## ENTRIES PROVIDED
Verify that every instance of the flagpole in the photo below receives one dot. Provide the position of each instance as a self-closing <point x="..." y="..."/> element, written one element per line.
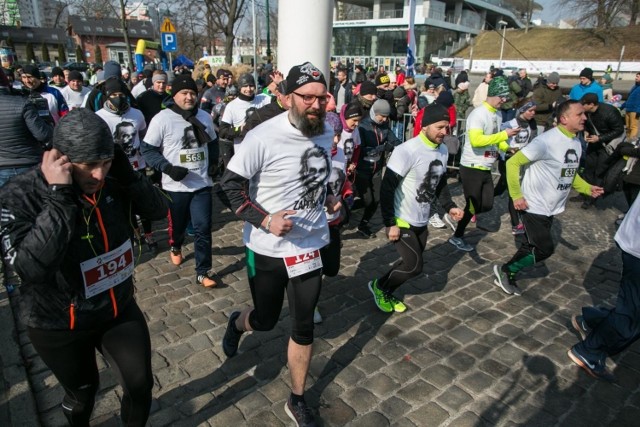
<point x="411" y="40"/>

---

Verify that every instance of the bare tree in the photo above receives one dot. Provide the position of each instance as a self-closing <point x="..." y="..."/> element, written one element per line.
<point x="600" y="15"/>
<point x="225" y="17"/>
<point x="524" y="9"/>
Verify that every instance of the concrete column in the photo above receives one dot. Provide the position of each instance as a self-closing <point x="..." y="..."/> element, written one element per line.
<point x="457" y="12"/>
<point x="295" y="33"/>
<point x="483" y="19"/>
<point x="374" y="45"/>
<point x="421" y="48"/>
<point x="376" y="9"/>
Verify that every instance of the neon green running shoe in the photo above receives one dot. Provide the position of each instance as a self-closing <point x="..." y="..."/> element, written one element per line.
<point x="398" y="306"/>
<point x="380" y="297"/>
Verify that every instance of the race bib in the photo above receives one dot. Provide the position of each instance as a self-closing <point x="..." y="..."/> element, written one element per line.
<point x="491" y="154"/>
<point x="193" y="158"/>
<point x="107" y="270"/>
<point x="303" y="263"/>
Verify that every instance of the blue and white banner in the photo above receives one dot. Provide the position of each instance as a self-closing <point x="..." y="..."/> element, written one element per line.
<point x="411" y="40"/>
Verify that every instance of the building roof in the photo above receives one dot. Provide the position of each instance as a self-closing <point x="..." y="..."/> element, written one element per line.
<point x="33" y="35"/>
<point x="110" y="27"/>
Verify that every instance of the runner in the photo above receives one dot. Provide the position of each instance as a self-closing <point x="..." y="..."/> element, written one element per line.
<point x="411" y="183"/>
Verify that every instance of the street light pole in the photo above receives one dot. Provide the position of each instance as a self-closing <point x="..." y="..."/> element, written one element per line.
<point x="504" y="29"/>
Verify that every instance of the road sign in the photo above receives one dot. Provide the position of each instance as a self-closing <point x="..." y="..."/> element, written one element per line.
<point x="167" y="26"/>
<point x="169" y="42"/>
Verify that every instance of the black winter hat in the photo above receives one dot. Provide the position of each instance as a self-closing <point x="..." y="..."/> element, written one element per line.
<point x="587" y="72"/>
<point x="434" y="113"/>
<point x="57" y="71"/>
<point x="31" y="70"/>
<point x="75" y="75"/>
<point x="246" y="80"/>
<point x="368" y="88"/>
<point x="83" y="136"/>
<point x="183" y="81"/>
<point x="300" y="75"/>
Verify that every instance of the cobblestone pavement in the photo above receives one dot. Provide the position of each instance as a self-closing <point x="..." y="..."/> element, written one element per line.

--

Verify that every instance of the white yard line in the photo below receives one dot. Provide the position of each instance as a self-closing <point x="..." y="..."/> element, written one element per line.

## THE PROBLEM
Working from the material above, restate word for word the lines between the line with "Verify that every instance of the street" and the line with "Verify that every instance of the cobblestone", both included, and only those.

## EXERCISE ANSWER
Verify that every instance of the street light pole in the photo above receives one dot. Provide the position of each instance as a self-closing <point x="..." y="..."/> element, written one element per line.
<point x="504" y="29"/>
Verify that every instance of the road sign in the photo above receives one dot. Provide the position of each instance as a self-closing <point x="..." y="..."/> element, written one element per line.
<point x="167" y="26"/>
<point x="169" y="42"/>
Verify that every instance of the black winter hat in the photo above receives one dot. Provide the position of each instance as a self-closing <point x="..." y="..."/> element, written one element per line.
<point x="587" y="72"/>
<point x="434" y="113"/>
<point x="57" y="71"/>
<point x="31" y="70"/>
<point x="75" y="75"/>
<point x="246" y="80"/>
<point x="368" y="88"/>
<point x="83" y="136"/>
<point x="183" y="81"/>
<point x="300" y="75"/>
Verify that every instance of the cobblestone pavement in the photo above receives one dot. Provide the position of each instance as a self-closing <point x="..." y="..."/> element, written one element per line.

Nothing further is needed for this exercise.